**WHAT NEEDS TO BE DONE:**
Change every occurrence of "outlines per instance" to "one outline for each instance" throughout the data below, leaving all other text exactly unchanged, and omit the pictures from your reproduction.

[Shape labeling data]
···

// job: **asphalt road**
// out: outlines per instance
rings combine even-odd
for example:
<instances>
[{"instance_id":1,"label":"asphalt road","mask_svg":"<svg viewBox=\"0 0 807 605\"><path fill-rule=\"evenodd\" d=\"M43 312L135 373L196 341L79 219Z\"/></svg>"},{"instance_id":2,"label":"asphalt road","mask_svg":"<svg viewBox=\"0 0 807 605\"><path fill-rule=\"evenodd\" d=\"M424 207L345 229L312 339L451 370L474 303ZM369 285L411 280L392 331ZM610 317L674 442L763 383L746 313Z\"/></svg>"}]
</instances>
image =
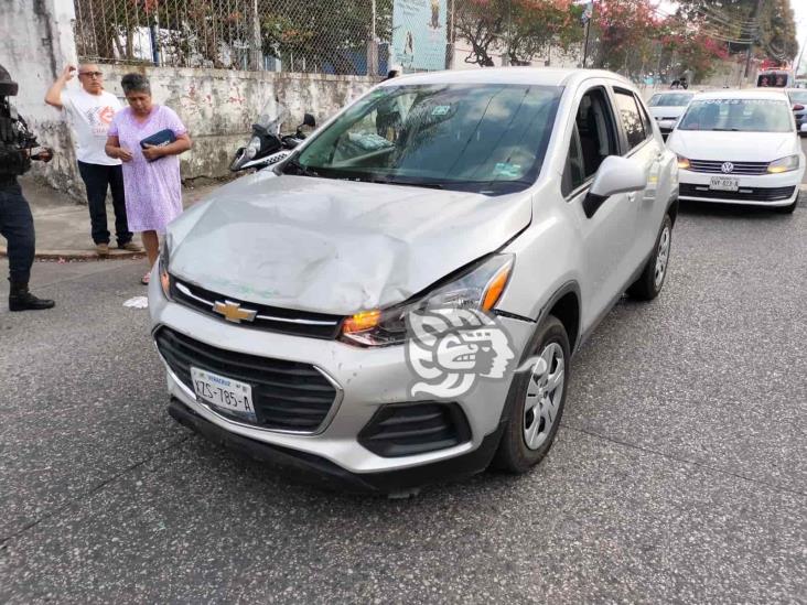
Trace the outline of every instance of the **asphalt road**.
<instances>
[{"instance_id":1,"label":"asphalt road","mask_svg":"<svg viewBox=\"0 0 807 605\"><path fill-rule=\"evenodd\" d=\"M142 261L37 263L58 306L0 303L0 602L807 602L806 236L804 201L682 208L665 291L578 355L545 463L409 500L174 424L122 306Z\"/></svg>"}]
</instances>

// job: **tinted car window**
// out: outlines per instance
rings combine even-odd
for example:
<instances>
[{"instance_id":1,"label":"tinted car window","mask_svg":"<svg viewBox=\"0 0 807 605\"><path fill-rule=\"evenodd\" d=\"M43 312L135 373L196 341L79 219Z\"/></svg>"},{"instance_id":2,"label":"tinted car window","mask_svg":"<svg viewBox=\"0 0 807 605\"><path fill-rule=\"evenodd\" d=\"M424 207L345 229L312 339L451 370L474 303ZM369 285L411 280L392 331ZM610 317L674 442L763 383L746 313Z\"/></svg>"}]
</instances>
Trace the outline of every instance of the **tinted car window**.
<instances>
[{"instance_id":1,"label":"tinted car window","mask_svg":"<svg viewBox=\"0 0 807 605\"><path fill-rule=\"evenodd\" d=\"M650 121L650 117L647 115L647 110L642 106L641 102L636 102L639 108L639 114L642 115L642 123L645 127L645 134L649 138L653 136L653 122Z\"/></svg>"},{"instance_id":2,"label":"tinted car window","mask_svg":"<svg viewBox=\"0 0 807 605\"><path fill-rule=\"evenodd\" d=\"M663 95L653 95L650 107L686 107L692 100L691 94L686 93L664 93Z\"/></svg>"},{"instance_id":3,"label":"tinted car window","mask_svg":"<svg viewBox=\"0 0 807 605\"><path fill-rule=\"evenodd\" d=\"M561 193L569 195L585 182L585 170L583 169L583 153L580 149L580 133L578 125L572 127L571 141L569 141L569 155L566 159Z\"/></svg>"},{"instance_id":4,"label":"tinted car window","mask_svg":"<svg viewBox=\"0 0 807 605\"><path fill-rule=\"evenodd\" d=\"M647 138L645 125L642 121L642 115L639 114L636 99L634 99L633 94L620 90L615 90L614 93L614 97L616 98L616 108L618 109L620 117L622 118L622 126L625 128L627 145L630 149L633 149Z\"/></svg>"},{"instance_id":5,"label":"tinted car window","mask_svg":"<svg viewBox=\"0 0 807 605\"><path fill-rule=\"evenodd\" d=\"M287 171L326 179L505 193L544 162L562 88L377 88L316 134Z\"/></svg>"}]
</instances>

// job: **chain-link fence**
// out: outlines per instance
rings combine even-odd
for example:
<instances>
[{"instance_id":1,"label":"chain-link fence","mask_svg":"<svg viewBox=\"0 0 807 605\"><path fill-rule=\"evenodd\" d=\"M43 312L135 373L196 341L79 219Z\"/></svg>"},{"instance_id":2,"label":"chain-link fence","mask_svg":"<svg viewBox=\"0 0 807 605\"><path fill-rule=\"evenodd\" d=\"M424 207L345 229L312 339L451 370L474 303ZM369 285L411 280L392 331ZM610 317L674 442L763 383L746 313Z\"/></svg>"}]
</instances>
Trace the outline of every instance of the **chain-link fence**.
<instances>
[{"instance_id":1,"label":"chain-link fence","mask_svg":"<svg viewBox=\"0 0 807 605\"><path fill-rule=\"evenodd\" d=\"M553 47L579 54L582 25L571 29L574 35L558 35L548 18L519 12L521 4L75 0L75 35L83 61L354 75L383 75L394 67L420 72L471 64L544 65Z\"/></svg>"}]
</instances>

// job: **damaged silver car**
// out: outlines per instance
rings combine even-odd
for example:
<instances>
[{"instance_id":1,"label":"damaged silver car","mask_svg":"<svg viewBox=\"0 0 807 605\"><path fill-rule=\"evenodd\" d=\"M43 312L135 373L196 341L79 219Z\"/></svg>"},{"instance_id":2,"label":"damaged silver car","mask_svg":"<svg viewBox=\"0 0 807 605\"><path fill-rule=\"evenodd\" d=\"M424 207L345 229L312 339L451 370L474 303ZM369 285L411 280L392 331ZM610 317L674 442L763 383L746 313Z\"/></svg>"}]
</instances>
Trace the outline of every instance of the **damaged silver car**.
<instances>
[{"instance_id":1,"label":"damaged silver car","mask_svg":"<svg viewBox=\"0 0 807 605\"><path fill-rule=\"evenodd\" d=\"M617 75L385 82L170 226L149 291L169 411L321 484L524 473L572 354L661 290L677 192Z\"/></svg>"}]
</instances>

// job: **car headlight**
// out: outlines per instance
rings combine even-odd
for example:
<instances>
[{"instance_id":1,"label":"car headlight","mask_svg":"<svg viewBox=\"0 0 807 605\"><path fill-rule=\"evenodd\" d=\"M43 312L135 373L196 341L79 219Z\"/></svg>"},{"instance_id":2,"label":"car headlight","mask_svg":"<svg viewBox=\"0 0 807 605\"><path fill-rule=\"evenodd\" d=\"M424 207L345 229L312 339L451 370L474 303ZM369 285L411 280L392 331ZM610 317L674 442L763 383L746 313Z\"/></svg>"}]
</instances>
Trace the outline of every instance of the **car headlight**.
<instances>
[{"instance_id":1,"label":"car headlight","mask_svg":"<svg viewBox=\"0 0 807 605\"><path fill-rule=\"evenodd\" d=\"M514 260L513 255L495 255L416 300L356 313L342 324L341 339L365 347L399 345L406 341L409 313L430 309L491 311L502 298Z\"/></svg>"},{"instance_id":2,"label":"car headlight","mask_svg":"<svg viewBox=\"0 0 807 605\"><path fill-rule=\"evenodd\" d=\"M798 169L798 155L788 155L787 158L779 158L774 160L767 165L767 172L770 174L779 174L782 172L790 172L792 170Z\"/></svg>"},{"instance_id":3,"label":"car headlight","mask_svg":"<svg viewBox=\"0 0 807 605\"><path fill-rule=\"evenodd\" d=\"M166 299L171 300L171 274L168 272L169 267L169 241L164 239L160 247L160 256L157 259L157 270L160 274L160 287Z\"/></svg>"}]
</instances>

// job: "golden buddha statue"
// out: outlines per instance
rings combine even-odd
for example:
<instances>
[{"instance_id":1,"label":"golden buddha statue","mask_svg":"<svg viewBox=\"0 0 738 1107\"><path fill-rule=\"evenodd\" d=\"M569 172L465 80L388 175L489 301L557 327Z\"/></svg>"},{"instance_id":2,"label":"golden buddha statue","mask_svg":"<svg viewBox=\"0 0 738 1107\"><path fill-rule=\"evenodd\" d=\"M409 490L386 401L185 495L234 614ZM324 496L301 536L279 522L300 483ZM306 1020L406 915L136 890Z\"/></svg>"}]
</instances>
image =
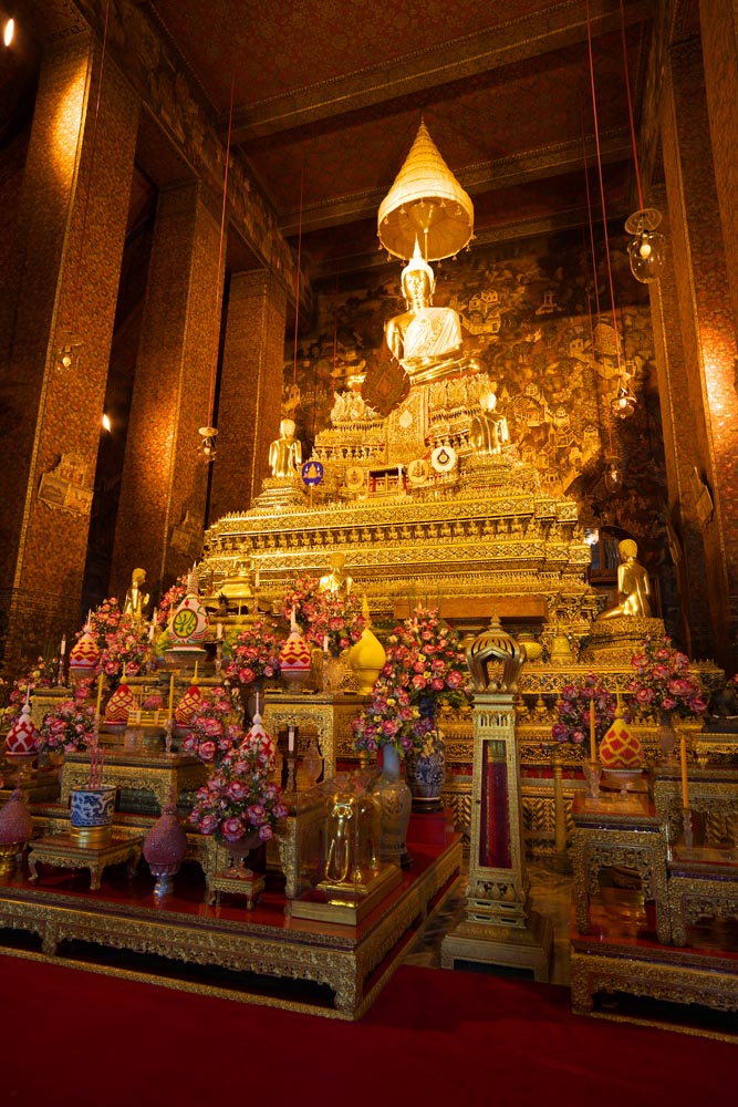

···

**COMPLETE ANSWER:**
// job: **asphalt road**
// out: one outline for each instance
rings combine even-odd
for example:
<instances>
[{"instance_id":1,"label":"asphalt road","mask_svg":"<svg viewBox=\"0 0 807 605\"><path fill-rule=\"evenodd\" d=\"M43 312L135 373L196 341L79 219Z\"/></svg>"},{"instance_id":2,"label":"asphalt road","mask_svg":"<svg viewBox=\"0 0 807 605\"><path fill-rule=\"evenodd\" d=\"M424 207L345 229L312 339L451 370L474 303ZM369 285L411 280L392 331ZM610 317L674 442L763 383L746 313Z\"/></svg>"}]
</instances>
image =
Trace the outline of every instance of the **asphalt road**.
<instances>
[{"instance_id":1,"label":"asphalt road","mask_svg":"<svg viewBox=\"0 0 807 605\"><path fill-rule=\"evenodd\" d=\"M142 261L37 263L58 306L0 303L0 602L807 602L806 236L804 201L682 208L665 291L578 355L545 463L409 500L174 424L122 306Z\"/></svg>"}]
</instances>

// job: **tinted car window**
// out: one outline for each instance
rings combine even-odd
for example:
<instances>
[{"instance_id":1,"label":"tinted car window","mask_svg":"<svg viewBox=\"0 0 807 605\"><path fill-rule=\"evenodd\" d=\"M43 312L135 373L196 341L79 219Z\"/></svg>"},{"instance_id":2,"label":"tinted car window","mask_svg":"<svg viewBox=\"0 0 807 605\"><path fill-rule=\"evenodd\" d=\"M424 207L345 229L312 339L451 370L474 303ZM369 285L411 280L392 331ZM610 317L674 442L763 383L746 313Z\"/></svg>"}]
</instances>
Trace the outline of every instance of the **tinted car window**.
<instances>
[{"instance_id":1,"label":"tinted car window","mask_svg":"<svg viewBox=\"0 0 807 605\"><path fill-rule=\"evenodd\" d=\"M650 121L650 117L647 115L647 110L642 106L641 102L636 102L639 108L639 114L642 115L642 123L645 127L645 134L649 138L653 136L653 122Z\"/></svg>"},{"instance_id":2,"label":"tinted car window","mask_svg":"<svg viewBox=\"0 0 807 605\"><path fill-rule=\"evenodd\" d=\"M663 95L653 95L650 107L686 107L692 100L691 94L686 93L664 93Z\"/></svg>"},{"instance_id":3,"label":"tinted car window","mask_svg":"<svg viewBox=\"0 0 807 605\"><path fill-rule=\"evenodd\" d=\"M561 193L569 195L585 182L585 170L583 169L583 153L580 149L580 133L578 125L572 127L571 141L569 141L569 155L566 159Z\"/></svg>"},{"instance_id":4,"label":"tinted car window","mask_svg":"<svg viewBox=\"0 0 807 605\"><path fill-rule=\"evenodd\" d=\"M647 138L645 125L642 121L642 115L639 114L636 99L634 99L633 94L620 90L615 90L614 93L614 97L616 98L616 108L618 109L620 117L622 118L622 126L625 128L627 145L630 149L633 149Z\"/></svg>"},{"instance_id":5,"label":"tinted car window","mask_svg":"<svg viewBox=\"0 0 807 605\"><path fill-rule=\"evenodd\" d=\"M287 171L326 179L505 193L544 162L562 88L377 88L316 134Z\"/></svg>"}]
</instances>

// job: **chain-link fence**
// out: one outline for each instance
rings combine even-odd
for example:
<instances>
[{"instance_id":1,"label":"chain-link fence","mask_svg":"<svg viewBox=\"0 0 807 605\"><path fill-rule=\"evenodd\" d=\"M43 312L135 373L196 341L79 219Z\"/></svg>"},{"instance_id":2,"label":"chain-link fence","mask_svg":"<svg viewBox=\"0 0 807 605\"><path fill-rule=\"evenodd\" d=\"M424 207L345 229L312 339L451 370L474 303ZM369 285L411 280L392 331ZM610 317L674 442L763 383L746 313Z\"/></svg>"}]
</instances>
Trace the outline of every instance of the **chain-link fence**.
<instances>
[{"instance_id":1,"label":"chain-link fence","mask_svg":"<svg viewBox=\"0 0 807 605\"><path fill-rule=\"evenodd\" d=\"M553 47L579 54L582 25L571 29L574 35L558 35L548 18L519 12L521 4L75 0L75 35L83 61L354 75L383 75L394 67L420 72L471 64L544 65Z\"/></svg>"}]
</instances>

// job: **damaged silver car**
// out: one outline for each instance
rings combine even-odd
for example:
<instances>
[{"instance_id":1,"label":"damaged silver car","mask_svg":"<svg viewBox=\"0 0 807 605\"><path fill-rule=\"evenodd\" d=\"M43 312L135 373L196 341L79 219Z\"/></svg>"},{"instance_id":2,"label":"damaged silver car","mask_svg":"<svg viewBox=\"0 0 807 605\"><path fill-rule=\"evenodd\" d=\"M424 207L345 229L312 339L451 370L474 303ZM369 285L411 280L392 331ZM610 317L674 442L763 383L746 313Z\"/></svg>"}]
</instances>
Trace the outline of every instance of the **damaged silver car**.
<instances>
[{"instance_id":1,"label":"damaged silver car","mask_svg":"<svg viewBox=\"0 0 807 605\"><path fill-rule=\"evenodd\" d=\"M617 75L385 82L170 226L149 291L169 411L321 484L524 473L572 354L661 290L677 192Z\"/></svg>"}]
</instances>

// job: **car headlight**
// out: one outline for each instance
rings combine even-odd
for example:
<instances>
[{"instance_id":1,"label":"car headlight","mask_svg":"<svg viewBox=\"0 0 807 605\"><path fill-rule=\"evenodd\" d=\"M43 312L135 373L196 341L79 219Z\"/></svg>"},{"instance_id":2,"label":"car headlight","mask_svg":"<svg viewBox=\"0 0 807 605\"><path fill-rule=\"evenodd\" d=\"M424 207L345 229L312 339L451 370L474 303ZM369 285L411 280L392 331ZM610 317L674 442L763 383L746 313Z\"/></svg>"}]
</instances>
Trace the outline of every instance of the **car headlight**.
<instances>
[{"instance_id":1,"label":"car headlight","mask_svg":"<svg viewBox=\"0 0 807 605\"><path fill-rule=\"evenodd\" d=\"M514 260L513 255L495 255L416 300L356 313L342 324L341 339L365 347L399 345L406 341L409 313L430 309L491 311L502 298Z\"/></svg>"},{"instance_id":2,"label":"car headlight","mask_svg":"<svg viewBox=\"0 0 807 605\"><path fill-rule=\"evenodd\" d=\"M798 169L798 155L788 155L787 158L779 158L774 160L767 165L767 172L770 174L779 174L782 172L790 172L792 170Z\"/></svg>"},{"instance_id":3,"label":"car headlight","mask_svg":"<svg viewBox=\"0 0 807 605\"><path fill-rule=\"evenodd\" d=\"M166 299L171 300L171 274L168 272L169 267L169 241L164 239L160 247L160 256L157 259L157 270L160 274L160 287Z\"/></svg>"}]
</instances>

// job: "golden buddha statue"
// out: one outline for each instance
rings combine even-odd
for example:
<instances>
[{"instance_id":1,"label":"golden buddha statue","mask_svg":"<svg viewBox=\"0 0 738 1107\"><path fill-rule=\"evenodd\" d=\"M569 172L465 80L388 175L489 301L557 327Z\"/></svg>"},{"instance_id":2,"label":"golden buddha statue","mask_svg":"<svg viewBox=\"0 0 738 1107\"><path fill-rule=\"evenodd\" d=\"M409 490L386 401L185 495L234 614ZM324 496L301 536L279 522L300 483ZM306 1020L406 915L136 890Z\"/></svg>"}]
</instances>
image =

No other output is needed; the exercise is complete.